TRIBUNAL JUDICIAIRE DE BOBIGNY
CHAMBRE DU CONSEIL
JUGEMENT RENDU LE 08 JUILLET 2024
Chambre 1/Section 3
N° RG 23/09971 - N° Portalis DB3S-W-B7H-YJGY
N° de minute : 24/00619
DEMANDEUR
Madame [L] [X] veuve [E]
[Adresse 6]
Présente
Représentée par Me Thomas POIRIER-ROSSI, avocat au barreau de SEINE-SAINT-DENIS
DÉFENDEUR
Madame [W] [R] épouse [F],
demeurant [Adresse 8]
Présente
Représentée par Me Catherine HERRERO, avocat au barreau de SEINE-SAINT-DENIS
COMPOSITION DU TRIBUNAL
Lors des débats et du délibéré :
Président : Monsieur Thomas RONDEAU, Premier Vice-Président Adjoint
Assesseur : Madame Elsa MAZIERES, Vice-Présidente, magistrat rédacteur
Assesseur : Madame Sandra ZGRABLIC, Vice-Présidente
GREFFIER
Madame Carole BONHEUR
MINISTÈRE PUBLIC
Représenté aux débats par Monsieur Mathieu NORMAND, Vice-Procureur.

▶ [Enregistrements fournis]:
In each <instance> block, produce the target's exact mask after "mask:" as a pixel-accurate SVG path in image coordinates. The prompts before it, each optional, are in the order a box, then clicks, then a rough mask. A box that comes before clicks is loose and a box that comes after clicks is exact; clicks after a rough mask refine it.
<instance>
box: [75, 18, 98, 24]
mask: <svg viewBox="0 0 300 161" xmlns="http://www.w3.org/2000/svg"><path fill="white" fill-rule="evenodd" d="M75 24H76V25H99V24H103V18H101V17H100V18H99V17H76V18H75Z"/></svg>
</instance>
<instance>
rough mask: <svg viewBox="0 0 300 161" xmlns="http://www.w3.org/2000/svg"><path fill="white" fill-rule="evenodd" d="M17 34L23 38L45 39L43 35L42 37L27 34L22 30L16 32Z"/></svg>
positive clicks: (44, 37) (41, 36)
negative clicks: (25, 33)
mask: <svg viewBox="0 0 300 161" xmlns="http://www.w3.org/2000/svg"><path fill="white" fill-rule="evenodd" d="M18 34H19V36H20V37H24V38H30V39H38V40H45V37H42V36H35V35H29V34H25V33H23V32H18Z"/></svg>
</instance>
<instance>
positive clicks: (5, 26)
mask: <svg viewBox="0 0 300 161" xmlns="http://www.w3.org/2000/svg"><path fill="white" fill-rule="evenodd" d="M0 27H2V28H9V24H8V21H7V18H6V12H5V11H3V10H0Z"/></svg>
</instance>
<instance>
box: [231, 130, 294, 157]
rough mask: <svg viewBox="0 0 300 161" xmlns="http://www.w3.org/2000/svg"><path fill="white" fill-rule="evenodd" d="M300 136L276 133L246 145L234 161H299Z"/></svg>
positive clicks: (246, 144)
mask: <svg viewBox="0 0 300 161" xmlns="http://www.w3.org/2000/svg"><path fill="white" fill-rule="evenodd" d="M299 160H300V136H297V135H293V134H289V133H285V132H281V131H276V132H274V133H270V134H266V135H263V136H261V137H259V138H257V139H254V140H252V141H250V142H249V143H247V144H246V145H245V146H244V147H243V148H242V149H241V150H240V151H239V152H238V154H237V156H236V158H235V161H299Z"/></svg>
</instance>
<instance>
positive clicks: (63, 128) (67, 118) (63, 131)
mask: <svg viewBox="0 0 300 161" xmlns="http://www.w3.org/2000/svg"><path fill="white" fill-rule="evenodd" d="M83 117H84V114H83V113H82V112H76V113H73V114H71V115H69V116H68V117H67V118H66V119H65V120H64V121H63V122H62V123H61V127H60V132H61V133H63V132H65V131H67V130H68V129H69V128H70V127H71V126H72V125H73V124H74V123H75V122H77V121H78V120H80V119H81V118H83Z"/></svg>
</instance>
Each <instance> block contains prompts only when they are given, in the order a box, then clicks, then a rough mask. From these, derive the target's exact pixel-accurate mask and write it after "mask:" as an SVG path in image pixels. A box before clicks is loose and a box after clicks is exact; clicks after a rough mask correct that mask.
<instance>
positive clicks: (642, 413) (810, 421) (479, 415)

▶ [À faire 1]: Repérez toutes les lignes des enregistrements où figure la chaîne « order », en tenant compte de la casse, puis recopiez-les.
▶ [À faire 2]: Poursuivez, s'il vous plaît, le jugement du tribunal judiciaire de Bobigny à partir de l'endroit où il s'arrête.
Le texte et les enregistrements n'ont aucun lien entre eux.

▶ [Résultat attendu 1]:
In each <instance> block, produce the target's exact mask after "mask:" as a pixel-accurate SVG path in image coordinates. The prompts before it, each optional, are in the order a box, then clicks, then a rough mask. A box that comes before clicks is loose and a box that comes after clicks is exact; clicks after a rough mask refine it.
Each <instance> block contains prompts only when they are given, in the order a box, then clicks, then a rough mask. From these, derive the target's exact pixel-accurate mask and write it after "mask:" as an SVG path in image pixels. A box before clicks is loose and a box after clicks is exact; clicks after a rough mask correct that mask.

▶ [Résultat attendu 2]:
DÉBATS
A l’audience du 29 Avril 2024,l’affaire a été débattue hors la présence du public, puis mis en délibéré au 17 juin 2024 et prorogé au 08 juillet 2024
EXPOSE DU LITIGE
Par requête avec avocat reçue le 13 octobre 2017, Monsieur [K] [E], né le [Date naissance 1] 1942 à [Localité 11], [Localité 13] (Algérie), de nationalité française, marié, sans enfant, a sollicité l’adoption simple de Mme [W] [R], née le [Date naissance 5] 1978 à [Localité 12] (Algérie), de nationalité française, fille de sa sœur.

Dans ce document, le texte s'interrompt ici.